Your objective
Copy out all of the entries below verbatim, omitting the pictures.

Records
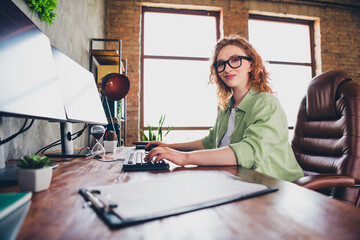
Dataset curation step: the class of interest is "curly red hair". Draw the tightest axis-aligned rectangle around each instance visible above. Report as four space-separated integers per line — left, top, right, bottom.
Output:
209 35 273 109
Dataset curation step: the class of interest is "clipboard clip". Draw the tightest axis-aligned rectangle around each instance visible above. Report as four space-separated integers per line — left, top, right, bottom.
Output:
79 188 118 212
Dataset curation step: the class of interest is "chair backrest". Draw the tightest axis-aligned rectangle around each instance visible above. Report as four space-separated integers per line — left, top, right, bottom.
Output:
292 70 360 206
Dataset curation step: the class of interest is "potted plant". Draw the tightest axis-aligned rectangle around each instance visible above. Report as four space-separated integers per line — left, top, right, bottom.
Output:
16 154 52 192
104 131 117 152
140 115 174 141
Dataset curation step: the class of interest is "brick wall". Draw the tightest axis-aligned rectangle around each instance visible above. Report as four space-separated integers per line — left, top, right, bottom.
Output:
107 0 360 145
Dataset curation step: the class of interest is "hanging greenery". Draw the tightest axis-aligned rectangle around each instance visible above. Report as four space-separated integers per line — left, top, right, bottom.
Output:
24 0 58 25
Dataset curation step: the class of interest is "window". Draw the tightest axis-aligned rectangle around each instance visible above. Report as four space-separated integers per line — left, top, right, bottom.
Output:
141 7 219 141
249 15 315 129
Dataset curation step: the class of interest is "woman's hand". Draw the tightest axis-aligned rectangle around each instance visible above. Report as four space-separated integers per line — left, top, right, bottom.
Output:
145 141 167 149
144 146 189 166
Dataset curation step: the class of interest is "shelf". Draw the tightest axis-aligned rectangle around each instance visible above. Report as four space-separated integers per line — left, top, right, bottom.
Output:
90 49 125 72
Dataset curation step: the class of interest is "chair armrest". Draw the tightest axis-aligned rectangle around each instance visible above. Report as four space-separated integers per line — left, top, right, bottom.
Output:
294 174 360 190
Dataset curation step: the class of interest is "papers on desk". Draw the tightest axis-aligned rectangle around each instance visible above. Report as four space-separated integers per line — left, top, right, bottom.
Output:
79 170 277 227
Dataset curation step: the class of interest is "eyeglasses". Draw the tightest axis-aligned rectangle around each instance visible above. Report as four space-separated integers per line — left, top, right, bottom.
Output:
213 56 252 73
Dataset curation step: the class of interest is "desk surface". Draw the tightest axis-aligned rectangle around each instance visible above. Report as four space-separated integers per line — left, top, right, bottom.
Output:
0 153 360 239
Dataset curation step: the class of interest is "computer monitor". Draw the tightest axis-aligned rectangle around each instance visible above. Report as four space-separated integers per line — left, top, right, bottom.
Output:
47 47 107 157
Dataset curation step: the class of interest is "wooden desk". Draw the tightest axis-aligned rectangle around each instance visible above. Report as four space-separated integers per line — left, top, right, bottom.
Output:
0 157 360 239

In response
Dataset curation step: the class of interest is "curly red hair". Draw the tightest axis-aligned rectangle around each instance visible above. Report as four space-separated integers per line — left, top, right, bottom.
Output:
209 35 273 109
Dataset curation step: the class of interest is "clipboard clip". Draw the tightest axis-aligned rectangle around each instance visible above. Report as four space-separated integers per line — left, top, right, bottom.
Output:
79 188 118 212
Dataset curation step: the class of interest is "chair backrest". Draw the tightest axis-aligned rectangle around each instance visible above. Report as four space-separated integers per line — left, top, right, bottom.
Output:
292 70 360 206
Dataset curation step: the class of interest is "potted plant". Draw the tightest axis-aligned rectangle around each instance visible above. Report as four space-separated integers per line — left, top, right, bottom.
Output:
16 154 52 192
104 131 117 152
140 115 174 141
Dataset curation step: the class of interest is "brick wall". Draw the tightest axis-aligned rectangle around each instance visible above. Report as four space-separated integers per line — left, top, right, bottom.
Output:
107 0 360 145
Dataset curation step: the class of interest is "hanging greenery". Draw the tightest axis-aligned rectangle around each instance visible above. Report as four space-separated integers per line — left, top, right, bottom.
Output:
24 0 58 25
Dataset curation step: the class of interest is "window". Draw the tightest axis-aligned rectangle around each instance visible above. Report as four space-separated integers per line — left, top, right, bottom.
Output:
141 7 219 141
249 15 315 129
Dataset curation step: the class of interest is "woman's hand". Draw the tightest axis-aligned rectangle around each instance visible above. Report as four space-separated integers per line — left, top, right, bottom.
Output:
145 141 167 149
144 146 189 166
Dataset curation step: the class of interest is "shelf". Draw the tightest axis-aligned rectangle around each instance visible above. Report as four space-separated integers per line — left, top, right, bottom.
Output:
90 49 125 72
Dataset curation step: the class of interest is "chair armrest". Draw the tightest axis-aligned rectangle around each instance visible above. Report as four space-separated integers per line — left, top, right, bottom.
Output:
294 174 360 190
Dataset curation step: the class of interest is "papers on desk". Draw the tightest axis-aligned rectangle around each instance visible above. Report as four space-separated integers per line — left, top, right, bottom.
Output:
79 170 277 227
Dataset curation step: the class of interest is "eyeglasses". Draw the tightest axis-aligned rectangle around each instance visible above. Report as four space-separated integers per line — left, top, right, bottom.
Output:
213 56 252 73
Dataset curation step: the class of interest is "desk surface". Draw the tightest axis-aligned rectangle around each instance visible above. Report as four space-separated integers per line — left, top, right, bottom.
Output:
0 153 360 239
Dataset curation step: the class of interest is "computer monitor". Draw the tightest axis-aligned rectangle around each instance visible above. Report as four space-separated integers per line — left, top, right, bottom.
Output:
47 47 107 157
Dataset curation step: the class of interest is "wooden desk". Draw the tightest axis-aligned rectangle around each instance visible above. Report as four space-separated integers per line — left, top, right, bottom.
Output:
0 157 360 239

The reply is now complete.